Pull out every line of the rows below that contains the string "woman", and copy each one in full. Case counts.
— START RECORDS SHOWN —
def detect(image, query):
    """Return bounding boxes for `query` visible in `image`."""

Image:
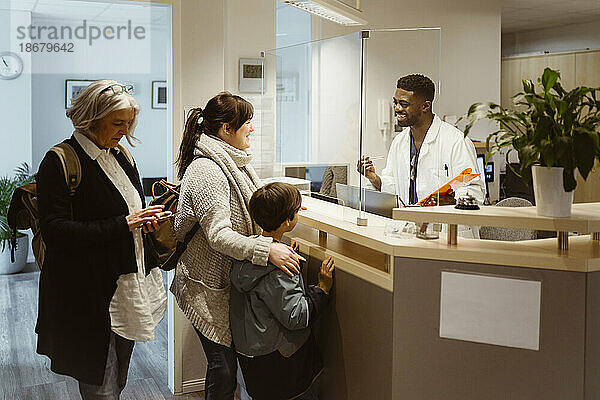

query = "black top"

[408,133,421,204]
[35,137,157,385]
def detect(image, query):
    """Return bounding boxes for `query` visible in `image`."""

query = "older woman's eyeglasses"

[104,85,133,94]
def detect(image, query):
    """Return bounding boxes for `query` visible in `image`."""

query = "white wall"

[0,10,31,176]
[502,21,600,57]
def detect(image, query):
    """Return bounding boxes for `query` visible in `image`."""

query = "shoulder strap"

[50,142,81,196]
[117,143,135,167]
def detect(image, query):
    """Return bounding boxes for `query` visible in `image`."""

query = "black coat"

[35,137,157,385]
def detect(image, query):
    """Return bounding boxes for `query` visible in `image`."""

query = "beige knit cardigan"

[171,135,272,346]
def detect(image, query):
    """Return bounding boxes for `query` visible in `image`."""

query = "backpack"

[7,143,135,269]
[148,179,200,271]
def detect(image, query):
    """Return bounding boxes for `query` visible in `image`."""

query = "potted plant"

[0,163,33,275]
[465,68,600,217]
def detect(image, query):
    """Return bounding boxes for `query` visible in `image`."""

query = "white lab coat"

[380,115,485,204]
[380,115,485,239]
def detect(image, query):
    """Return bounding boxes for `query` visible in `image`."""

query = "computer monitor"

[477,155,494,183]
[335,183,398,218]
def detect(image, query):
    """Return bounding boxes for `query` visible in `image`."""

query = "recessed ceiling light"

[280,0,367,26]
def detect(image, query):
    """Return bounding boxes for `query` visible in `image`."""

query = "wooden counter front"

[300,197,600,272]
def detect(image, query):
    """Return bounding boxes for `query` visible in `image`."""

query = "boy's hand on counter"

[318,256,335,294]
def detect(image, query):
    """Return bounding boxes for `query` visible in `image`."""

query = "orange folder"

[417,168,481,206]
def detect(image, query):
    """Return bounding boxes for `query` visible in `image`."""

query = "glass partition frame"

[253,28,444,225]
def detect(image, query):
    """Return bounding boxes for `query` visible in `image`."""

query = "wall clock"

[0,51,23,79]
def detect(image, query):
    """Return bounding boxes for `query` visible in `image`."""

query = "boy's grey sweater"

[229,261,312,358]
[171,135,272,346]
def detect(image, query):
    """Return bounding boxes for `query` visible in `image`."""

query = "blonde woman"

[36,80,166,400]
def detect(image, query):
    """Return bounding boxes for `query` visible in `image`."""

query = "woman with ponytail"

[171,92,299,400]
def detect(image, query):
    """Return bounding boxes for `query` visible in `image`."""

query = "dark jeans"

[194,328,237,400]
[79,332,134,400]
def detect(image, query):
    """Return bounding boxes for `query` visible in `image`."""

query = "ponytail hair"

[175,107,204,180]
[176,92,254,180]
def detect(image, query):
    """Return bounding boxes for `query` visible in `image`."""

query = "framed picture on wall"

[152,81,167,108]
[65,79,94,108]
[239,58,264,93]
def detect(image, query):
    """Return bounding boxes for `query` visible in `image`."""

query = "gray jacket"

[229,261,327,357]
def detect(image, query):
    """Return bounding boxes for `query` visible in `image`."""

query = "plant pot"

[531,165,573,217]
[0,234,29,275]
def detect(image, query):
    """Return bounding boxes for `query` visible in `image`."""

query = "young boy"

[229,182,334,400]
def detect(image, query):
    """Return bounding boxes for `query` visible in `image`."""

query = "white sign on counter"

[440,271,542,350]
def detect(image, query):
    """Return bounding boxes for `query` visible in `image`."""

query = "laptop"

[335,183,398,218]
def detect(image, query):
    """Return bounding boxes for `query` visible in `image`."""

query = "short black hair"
— END RECORDS SHOWN —
— START RECORDS SHOWN —
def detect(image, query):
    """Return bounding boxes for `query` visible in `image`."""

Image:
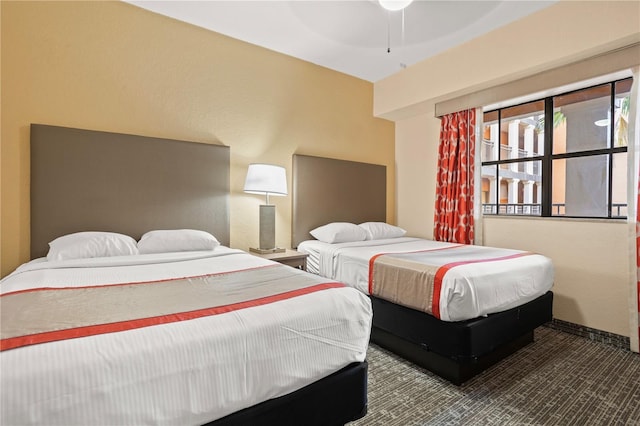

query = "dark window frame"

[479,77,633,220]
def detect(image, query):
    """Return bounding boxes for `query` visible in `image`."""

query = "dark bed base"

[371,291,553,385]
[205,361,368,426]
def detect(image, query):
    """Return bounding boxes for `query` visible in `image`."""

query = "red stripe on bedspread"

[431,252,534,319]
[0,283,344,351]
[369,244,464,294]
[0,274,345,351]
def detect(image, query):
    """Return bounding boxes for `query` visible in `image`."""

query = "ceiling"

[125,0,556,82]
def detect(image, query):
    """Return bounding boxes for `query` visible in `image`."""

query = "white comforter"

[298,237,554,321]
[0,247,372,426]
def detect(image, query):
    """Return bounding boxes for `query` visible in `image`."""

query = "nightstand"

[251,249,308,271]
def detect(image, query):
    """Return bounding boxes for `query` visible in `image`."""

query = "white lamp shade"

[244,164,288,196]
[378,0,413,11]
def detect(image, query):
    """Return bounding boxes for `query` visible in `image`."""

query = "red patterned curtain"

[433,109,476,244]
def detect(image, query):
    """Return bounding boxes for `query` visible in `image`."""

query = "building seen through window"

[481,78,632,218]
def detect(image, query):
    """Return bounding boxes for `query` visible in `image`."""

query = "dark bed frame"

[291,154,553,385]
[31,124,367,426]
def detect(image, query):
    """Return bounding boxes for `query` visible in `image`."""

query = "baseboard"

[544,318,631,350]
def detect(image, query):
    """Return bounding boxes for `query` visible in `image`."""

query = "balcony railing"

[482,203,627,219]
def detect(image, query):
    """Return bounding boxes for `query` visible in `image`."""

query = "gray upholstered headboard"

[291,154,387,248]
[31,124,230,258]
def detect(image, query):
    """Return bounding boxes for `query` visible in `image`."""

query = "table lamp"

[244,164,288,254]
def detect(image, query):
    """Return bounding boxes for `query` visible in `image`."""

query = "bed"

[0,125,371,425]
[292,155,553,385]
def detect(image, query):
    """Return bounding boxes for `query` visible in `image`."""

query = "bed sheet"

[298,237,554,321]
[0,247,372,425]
— END RECORDS SHOWN —
— START RECORDS SHOWN —
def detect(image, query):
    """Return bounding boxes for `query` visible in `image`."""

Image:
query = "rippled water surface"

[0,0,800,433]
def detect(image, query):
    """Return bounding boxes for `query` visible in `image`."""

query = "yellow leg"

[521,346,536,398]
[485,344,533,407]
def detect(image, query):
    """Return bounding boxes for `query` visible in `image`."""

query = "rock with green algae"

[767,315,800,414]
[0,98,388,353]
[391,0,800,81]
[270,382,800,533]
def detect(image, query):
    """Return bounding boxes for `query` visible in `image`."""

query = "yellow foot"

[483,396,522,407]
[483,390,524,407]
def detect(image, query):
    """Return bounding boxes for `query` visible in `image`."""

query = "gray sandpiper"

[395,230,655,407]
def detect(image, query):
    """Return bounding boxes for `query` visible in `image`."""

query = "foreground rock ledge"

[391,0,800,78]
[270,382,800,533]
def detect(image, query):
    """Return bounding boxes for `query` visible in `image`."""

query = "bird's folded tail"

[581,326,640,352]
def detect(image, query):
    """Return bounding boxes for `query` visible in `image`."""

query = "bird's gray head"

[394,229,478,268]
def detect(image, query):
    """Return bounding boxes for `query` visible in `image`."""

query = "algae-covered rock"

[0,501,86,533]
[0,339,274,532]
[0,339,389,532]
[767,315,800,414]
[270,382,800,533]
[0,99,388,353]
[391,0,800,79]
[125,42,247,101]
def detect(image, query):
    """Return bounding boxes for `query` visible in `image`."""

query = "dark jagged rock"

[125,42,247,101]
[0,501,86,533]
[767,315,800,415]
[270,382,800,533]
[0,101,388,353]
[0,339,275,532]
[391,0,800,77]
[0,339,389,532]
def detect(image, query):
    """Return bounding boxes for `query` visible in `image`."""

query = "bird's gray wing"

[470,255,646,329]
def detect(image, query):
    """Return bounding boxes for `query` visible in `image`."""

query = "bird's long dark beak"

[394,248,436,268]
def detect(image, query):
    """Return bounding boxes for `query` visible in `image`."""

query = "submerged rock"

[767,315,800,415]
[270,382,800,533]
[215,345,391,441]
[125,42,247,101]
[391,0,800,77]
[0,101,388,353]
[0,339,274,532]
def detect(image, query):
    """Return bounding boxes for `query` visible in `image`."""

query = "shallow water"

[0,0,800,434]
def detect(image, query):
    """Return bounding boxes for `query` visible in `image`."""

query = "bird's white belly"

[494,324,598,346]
— END RECORDS SHOWN —
**WORKED ANSWER:**
query = "older woman's eyeglasses"
query = "blonde woman"
query = "woman with ponytail"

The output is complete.